WORK TO BE COMPLETED -> Your response should be the complete set of records, reproduced exactly.
TASK MATERIAL Start Marker
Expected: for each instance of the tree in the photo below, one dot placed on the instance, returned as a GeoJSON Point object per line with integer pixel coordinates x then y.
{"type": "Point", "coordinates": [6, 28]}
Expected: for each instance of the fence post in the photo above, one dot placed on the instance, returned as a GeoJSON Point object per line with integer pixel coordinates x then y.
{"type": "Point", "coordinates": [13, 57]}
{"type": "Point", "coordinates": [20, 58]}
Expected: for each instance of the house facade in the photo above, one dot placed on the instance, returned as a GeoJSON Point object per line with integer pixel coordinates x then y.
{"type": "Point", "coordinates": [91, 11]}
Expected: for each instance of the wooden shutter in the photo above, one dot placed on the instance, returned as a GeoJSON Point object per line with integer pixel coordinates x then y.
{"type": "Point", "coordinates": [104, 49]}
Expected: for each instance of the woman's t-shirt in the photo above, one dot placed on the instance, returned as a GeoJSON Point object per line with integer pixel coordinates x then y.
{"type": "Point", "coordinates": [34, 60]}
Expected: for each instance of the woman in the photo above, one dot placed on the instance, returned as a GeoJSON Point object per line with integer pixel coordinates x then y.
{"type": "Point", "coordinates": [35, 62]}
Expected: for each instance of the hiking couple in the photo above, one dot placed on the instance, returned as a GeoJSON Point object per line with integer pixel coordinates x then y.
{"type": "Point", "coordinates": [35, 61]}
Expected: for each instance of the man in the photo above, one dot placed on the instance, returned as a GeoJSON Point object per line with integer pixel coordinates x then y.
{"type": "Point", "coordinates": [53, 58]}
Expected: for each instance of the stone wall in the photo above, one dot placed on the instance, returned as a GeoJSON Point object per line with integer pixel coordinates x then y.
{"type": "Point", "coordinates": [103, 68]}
TASK MATERIAL End Marker
SOLUTION ->
Expected: for each instance of the tree in the photo below, one dot placed on the instance, returned as a GeoJSON Point object per line with integer pixel coordinates x then y.
{"type": "Point", "coordinates": [6, 28]}
Expected: for each instance of the fence post in the photo above, one dot placed on the instance, returned as a GeoJSON Point object per line with integer pixel coordinates x then y.
{"type": "Point", "coordinates": [13, 57]}
{"type": "Point", "coordinates": [20, 58]}
Expected: for each instance of the house facade in the photo above, one dot placed on the instance, returned as a GeoJSON Point object per line with integer pixel coordinates x then y.
{"type": "Point", "coordinates": [91, 11]}
Expected: for each instance of the wooden shutter in the photo above, one dot placed on the instance, returned as a GeoJSON Point object per line with integer pixel coordinates x then y.
{"type": "Point", "coordinates": [104, 49]}
Expected: for each instance of the woman's t-shirt in the photo above, one dot placed on the instance, returned as a GeoJSON Point object per line with integer pixel coordinates x then y.
{"type": "Point", "coordinates": [34, 60]}
Expected: for each instance of the woman in the photo above, one dot placed on the instance, returned as a GeoJSON Point object per line with integer pixel coordinates x then y.
{"type": "Point", "coordinates": [35, 62]}
Expected: for each instance of the hiking couple in the photo above, one dot placed on the instance, returned as a GeoJSON Point object per line with integer pixel coordinates x then y.
{"type": "Point", "coordinates": [35, 61]}
Expected: for each instance of the man in the photo above, one dot placed on the instance, returned as a GeoJSON Point object per line with integer pixel coordinates x then y.
{"type": "Point", "coordinates": [53, 58]}
Expected: for each instance of the stone wall in the photo above, one dot placed on the instance, returned as a GeoJSON Point object per line with integer pixel coordinates x then y.
{"type": "Point", "coordinates": [103, 68]}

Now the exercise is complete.